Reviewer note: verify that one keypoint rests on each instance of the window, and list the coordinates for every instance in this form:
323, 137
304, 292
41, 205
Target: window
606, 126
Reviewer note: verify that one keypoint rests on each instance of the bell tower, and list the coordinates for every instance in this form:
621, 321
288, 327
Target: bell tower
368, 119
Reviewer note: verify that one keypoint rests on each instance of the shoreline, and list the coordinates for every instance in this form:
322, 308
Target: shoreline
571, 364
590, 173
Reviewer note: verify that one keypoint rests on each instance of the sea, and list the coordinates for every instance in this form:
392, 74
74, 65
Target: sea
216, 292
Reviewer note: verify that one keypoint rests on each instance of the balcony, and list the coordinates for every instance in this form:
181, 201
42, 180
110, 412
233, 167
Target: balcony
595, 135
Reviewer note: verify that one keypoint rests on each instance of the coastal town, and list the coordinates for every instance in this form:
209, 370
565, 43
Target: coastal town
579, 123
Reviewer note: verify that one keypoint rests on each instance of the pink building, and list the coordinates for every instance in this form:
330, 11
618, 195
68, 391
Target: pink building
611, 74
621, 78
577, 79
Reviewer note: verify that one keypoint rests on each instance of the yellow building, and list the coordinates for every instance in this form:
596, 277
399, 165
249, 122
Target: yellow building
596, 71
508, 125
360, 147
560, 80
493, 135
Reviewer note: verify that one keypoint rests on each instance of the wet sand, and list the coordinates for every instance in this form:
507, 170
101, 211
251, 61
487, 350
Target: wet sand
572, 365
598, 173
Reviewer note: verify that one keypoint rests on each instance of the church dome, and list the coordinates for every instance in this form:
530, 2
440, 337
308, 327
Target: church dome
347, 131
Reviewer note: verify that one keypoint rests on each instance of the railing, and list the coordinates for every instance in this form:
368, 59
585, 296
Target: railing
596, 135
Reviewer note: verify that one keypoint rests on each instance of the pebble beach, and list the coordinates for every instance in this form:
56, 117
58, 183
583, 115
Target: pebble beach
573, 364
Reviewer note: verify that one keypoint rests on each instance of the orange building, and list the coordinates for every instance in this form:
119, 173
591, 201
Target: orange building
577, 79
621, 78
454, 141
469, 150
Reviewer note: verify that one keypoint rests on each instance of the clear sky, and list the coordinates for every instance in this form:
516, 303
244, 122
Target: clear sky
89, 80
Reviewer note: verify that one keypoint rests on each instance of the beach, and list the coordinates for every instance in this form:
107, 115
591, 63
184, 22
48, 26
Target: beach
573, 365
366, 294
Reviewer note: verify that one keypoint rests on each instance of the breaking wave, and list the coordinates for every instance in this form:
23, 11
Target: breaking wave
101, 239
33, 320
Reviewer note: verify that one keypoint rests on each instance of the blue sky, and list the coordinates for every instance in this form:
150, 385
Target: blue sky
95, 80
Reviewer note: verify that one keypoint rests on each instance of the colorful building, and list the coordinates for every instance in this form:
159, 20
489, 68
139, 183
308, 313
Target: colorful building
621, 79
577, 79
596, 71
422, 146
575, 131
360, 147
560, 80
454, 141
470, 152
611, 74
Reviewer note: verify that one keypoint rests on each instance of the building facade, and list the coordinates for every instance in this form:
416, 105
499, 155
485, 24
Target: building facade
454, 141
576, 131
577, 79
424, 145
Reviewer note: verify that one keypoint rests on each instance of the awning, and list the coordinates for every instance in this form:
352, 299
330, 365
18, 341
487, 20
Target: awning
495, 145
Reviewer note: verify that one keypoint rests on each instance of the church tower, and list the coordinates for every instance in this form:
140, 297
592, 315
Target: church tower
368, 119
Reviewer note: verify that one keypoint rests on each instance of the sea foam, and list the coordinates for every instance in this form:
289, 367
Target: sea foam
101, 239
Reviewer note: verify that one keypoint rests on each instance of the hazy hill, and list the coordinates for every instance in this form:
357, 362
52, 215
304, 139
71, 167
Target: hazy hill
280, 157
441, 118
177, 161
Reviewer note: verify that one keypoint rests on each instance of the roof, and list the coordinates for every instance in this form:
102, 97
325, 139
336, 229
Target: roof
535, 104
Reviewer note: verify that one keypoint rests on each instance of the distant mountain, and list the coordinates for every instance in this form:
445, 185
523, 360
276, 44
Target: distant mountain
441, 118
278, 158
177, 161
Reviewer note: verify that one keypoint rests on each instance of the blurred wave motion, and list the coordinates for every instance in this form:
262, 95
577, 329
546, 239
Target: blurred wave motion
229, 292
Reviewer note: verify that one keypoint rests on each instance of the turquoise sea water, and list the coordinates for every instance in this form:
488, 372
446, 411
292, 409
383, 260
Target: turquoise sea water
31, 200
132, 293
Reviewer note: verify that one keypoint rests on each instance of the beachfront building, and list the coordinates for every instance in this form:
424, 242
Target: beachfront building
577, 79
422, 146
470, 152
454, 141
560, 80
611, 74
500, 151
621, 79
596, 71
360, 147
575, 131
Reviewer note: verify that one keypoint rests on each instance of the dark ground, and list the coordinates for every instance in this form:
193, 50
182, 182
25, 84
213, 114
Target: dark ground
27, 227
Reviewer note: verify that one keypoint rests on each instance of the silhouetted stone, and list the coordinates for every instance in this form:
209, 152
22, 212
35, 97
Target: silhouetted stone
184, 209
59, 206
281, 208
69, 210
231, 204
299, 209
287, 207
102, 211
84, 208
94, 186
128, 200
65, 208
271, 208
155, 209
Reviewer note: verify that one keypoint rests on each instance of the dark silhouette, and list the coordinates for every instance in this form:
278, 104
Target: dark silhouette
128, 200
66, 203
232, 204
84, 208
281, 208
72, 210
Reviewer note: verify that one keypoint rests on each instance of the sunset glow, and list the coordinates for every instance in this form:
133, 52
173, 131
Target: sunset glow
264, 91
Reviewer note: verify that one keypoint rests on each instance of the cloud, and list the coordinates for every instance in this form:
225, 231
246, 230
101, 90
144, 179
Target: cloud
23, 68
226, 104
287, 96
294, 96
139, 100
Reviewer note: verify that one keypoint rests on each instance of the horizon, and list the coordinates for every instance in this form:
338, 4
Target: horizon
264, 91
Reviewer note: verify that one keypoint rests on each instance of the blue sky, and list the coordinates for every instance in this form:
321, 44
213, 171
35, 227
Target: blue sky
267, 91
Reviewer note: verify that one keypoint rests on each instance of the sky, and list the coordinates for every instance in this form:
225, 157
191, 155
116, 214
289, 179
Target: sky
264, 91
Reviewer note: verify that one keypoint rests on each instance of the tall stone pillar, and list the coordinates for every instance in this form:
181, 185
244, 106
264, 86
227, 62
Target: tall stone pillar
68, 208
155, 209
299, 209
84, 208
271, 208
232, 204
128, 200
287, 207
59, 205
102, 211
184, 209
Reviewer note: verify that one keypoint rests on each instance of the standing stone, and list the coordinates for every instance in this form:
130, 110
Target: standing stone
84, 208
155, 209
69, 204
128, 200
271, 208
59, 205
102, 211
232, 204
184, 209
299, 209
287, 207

PROBLEM TO SOLVE >> Give all the rows above as a numbered list, one row per number, and skip any blank lines.

CORRECT OUTPUT >>
1. Reviewer note: verify that one keypoint rests on each instance of the window, and list the coordinates for every instance in this form:
2. 323, 137
3. 304, 292
4. 41, 205
5. Target: window
6. 606, 126
7. Reviewer note: verify that one keypoint rests on each instance of the bell tower, and list the coordinates for every instance in this form:
8. 621, 321
9. 288, 327
10. Target: bell tower
11. 368, 119
12. Reviewer note: verify that one keypoint rests on each instance of the shoreline, and list the coordinates for every instance in this form:
13. 322, 308
14. Target: shoreline
15. 571, 364
16. 590, 173
17. Reviewer note: verify that one keypoint rests on each instance of the sea, and list the coordinates for every instance in this form:
18. 392, 74
19. 74, 65
20. Target: sea
21. 216, 292
22. Reviewer note: verify that one keypoint rests on each instance of the balcony, and list the coordinates for every instance in this form:
23. 181, 201
24. 42, 180
25. 110, 412
26. 233, 167
27. Target: balcony
28. 595, 135
29. Reviewer note: verify that one keypoint rests on each instance of the coastal town, and list the coordinates for every instance in this form:
30. 209, 370
31. 565, 43
32. Target: coastal town
33. 579, 123
34. Reviewer note: verify that one keypoint rests on each instance of the pink building, and list the coordinates for every instance in this form:
35. 330, 11
36. 618, 195
37. 68, 391
38. Target: pink building
39. 611, 74
40. 621, 78
41. 577, 79
42. Reviewer note: verify that one keypoint rests on each instance of the yellow building, and list the coordinates for every instance in this form:
43. 596, 277
44. 399, 165
45. 249, 122
46. Target: yellow building
47. 596, 71
48. 508, 125
49. 360, 147
50. 560, 80
51. 493, 135
52. Reviewer note: verify that one keypoint rests on each instance of the wet sand, and list the coordinates for every instance in this form:
53. 507, 170
54. 101, 211
55. 251, 61
56. 487, 350
57. Target: wet sand
58. 572, 365
59. 598, 173
60. Reviewer note: verify that one keypoint rests on each instance of the church dome, and list the coordinates for every instance in this form:
61. 530, 2
62. 440, 337
63. 308, 327
64. Target: church dome
65. 347, 131
66. Reviewer note: verify that one keypoint rests on each instance of the railing, and list the coordinates for every instance in this form:
67. 368, 59
68. 585, 296
69. Target: railing
70. 596, 135
71. Reviewer note: verify that one keypoint rests on each instance of the pebble beach, and list the coordinates for every instance in this form:
72. 56, 117
73. 58, 183
74. 583, 115
75. Target: pebble beach
76. 573, 364
77. Reviewer note: verify that one keypoint rests on each instance of the orange building, and list the coordinates for every instance in this form:
78. 119, 173
79. 591, 201
80. Target: orange building
81. 577, 79
82. 621, 78
83. 454, 141
84. 469, 150
85. Reviewer note: verify that one keypoint rests on each instance of the clear sky, and list the coordinates for every instance in this form:
86. 516, 303
87. 244, 122
88. Target: clear sky
89. 89, 80
90. Reviewer note: verify that one keypoint rests on each instance of the beach, and list the coordinates for every instance in this form:
91. 107, 115
92. 591, 63
93. 184, 22
94. 48, 26
95. Target: beach
96. 573, 365
97. 366, 294
98. Reviewer note: verify that one keypoint rests on each instance of the breaking wave, and list the coordinates for every instance in this form:
99. 23, 11
100. Target: breaking wave
101. 101, 239
102. 33, 320
103. Reviewer note: verify that one keypoint rests on each instance of the blue sky, and list the coordinates for every instance in this form:
104. 150, 385
105. Target: blue sky
106. 95, 80
107. Reviewer note: verify that one keypoint rests on each instance of the colorful building, and list the coordinates for every instance in this form:
108. 159, 20
109. 489, 68
110. 139, 183
111. 308, 313
112. Target: colorful building
113. 621, 79
114. 577, 79
115. 596, 71
116. 422, 146
117. 575, 131
118. 360, 147
119. 560, 80
120. 454, 141
121. 470, 152
122. 611, 74
123. Reviewer note: verify that one keypoint rests on each instance of the building facade, and list the coordinates for every instance in this form:
124. 416, 105
125. 499, 155
126. 485, 24
127. Target: building facade
128. 454, 141
129. 576, 131
130. 577, 79
131. 424, 145
132. Reviewer note: verify that one keypoint rests on each instance of the awning, and list the coordinates for every instance in this form:
133. 352, 299
134. 330, 365
135. 18, 341
136. 487, 20
137. Target: awning
138. 495, 145
139. Reviewer note: verify that one keypoint rests on each instance of the church tower, and list the coordinates for every instance in this form:
140. 140, 297
141. 592, 315
142. Target: church tower
143. 368, 119
144. Reviewer note: verify that one keypoint rests on each instance of the sea foam, and list the coordinates for every instance in this form:
145. 289, 367
146. Target: sea foam
147. 101, 239
148. Reviewer note: verify that one keypoint rests on each instance of the hazy hill, and list the coordinates for every instance in this form:
149. 357, 362
150. 52, 215
151. 304, 139
152. 71, 167
153. Target: hazy hill
154. 280, 157
155. 441, 118
156. 177, 161
157. Reviewer note: verify that one keypoint rests on each instance of the roof, and list the coordinates for every instance in this form:
158. 102, 97
159. 325, 139
160. 336, 229
161. Target: roof
162. 535, 104
163. Reviewer note: verify that one keypoint rests on each instance of the distant mountain, and list the coordinates for every instance in this form:
164. 445, 185
165. 523, 360
166. 276, 44
167. Target: distant mountain
168. 441, 118
169. 278, 158
170. 177, 161
171. Reviewer note: verify that one keypoint rests on each instance of the blurred wave motion, and list the coordinates for every instance in this form:
172. 262, 95
173. 577, 329
174. 546, 239
175. Target: blurred wave motion
176. 229, 292
177. Reviewer note: verify that one keypoint rests on each instance of the turquoise sea water, and list the coordinates for every instance in this form:
178. 488, 372
179. 446, 411
180. 292, 409
181. 383, 260
182. Target: turquoise sea water
183. 31, 200
184. 132, 293
185. Reviewer note: verify that one keypoint rests on each instance of the beachfront building, and list the coordinates for every instance in this form:
186. 424, 242
187. Target: beachfront building
188. 577, 79
189. 422, 146
190. 470, 152
191. 454, 141
192. 560, 80
193. 611, 74
194. 500, 151
195. 621, 79
196. 596, 71
197. 360, 147
198. 575, 131
199. Reviewer note: verify that one keypoint rests on each instance of the dark ground, and list the coordinates for every instance in this form:
200. 193, 50
201. 182, 182
202. 25, 84
203. 213, 114
204. Target: dark ground
205. 27, 227
206. Reviewer note: verify that one keypoint rests on each instance of the silhouetted stone, and list the coordinates for every instance in this form:
207. 209, 152
208. 22, 212
209. 35, 97
210. Target: silhouetted stone
211. 184, 209
212. 59, 206
213. 281, 208
214. 69, 210
215. 231, 204
216. 299, 209
217. 287, 207
218. 102, 211
219. 84, 208
220. 94, 186
221. 128, 200
222. 65, 208
223. 271, 208
224. 155, 209
225. Reviewer note: verify that one keypoint rests on each instance of the dark silhouette, and list the coordinates for every instance in this form:
226. 278, 104
227. Target: dark silhouette
228. 128, 200
229. 66, 203
230. 232, 204
231. 84, 208
232. 281, 208
233. 72, 210
234. Reviewer note: verify that one keypoint rests on each instance of the sunset glow, and list the coordinates for every instance in this form:
235. 133, 52
236. 173, 131
237. Target: sunset glow
238. 264, 91
239. Reviewer note: verify that one keypoint rests on each instance of the cloud, and list the coordinates for every instance in this form:
240. 225, 231
241. 246, 230
242. 101, 90
243. 144, 179
244. Target: cloud
245. 23, 68
246. 226, 104
247. 287, 96
248. 294, 96
249. 139, 100
250. Reviewer note: verify that one keypoint rests on each instance of the horizon, and list the coordinates for every instance in this form:
251. 338, 4
252. Target: horizon
253. 264, 91
254. Reviewer note: verify that one keypoint rests on each instance of the blue sky, and list the coordinates for every instance in this form:
255. 321, 44
256. 213, 171
257. 35, 227
258. Target: blue sky
259. 267, 91
260. Reviewer note: verify that one keypoint rests on each instance of the sky, and list the coordinates for every instance in this form:
261. 225, 157
262. 191, 155
263. 116, 214
264. 289, 179
265. Target: sky
266. 264, 91
267. Reviewer note: verify that one keypoint rests on each instance of the tall stone pillar, and list the coordinates for every instance in this form:
268. 181, 185
269. 244, 106
270. 264, 86
271. 227, 62
272. Target: tall stone pillar
273. 68, 208
274. 155, 209
275. 299, 209
276. 84, 208
277. 271, 208
278. 232, 204
279. 128, 200
280. 287, 207
281. 59, 205
282. 102, 211
283. 184, 209
284. Reviewer note: verify that one keypoint rests on each instance of the standing stone, and list the coordinates for every instance in this form:
285. 130, 110
286. Target: standing stone
287. 84, 208
288. 155, 209
289. 69, 204
290. 128, 200
291. 271, 208
292. 59, 205
293. 102, 211
294. 232, 204
295. 184, 209
296. 299, 209
297. 287, 207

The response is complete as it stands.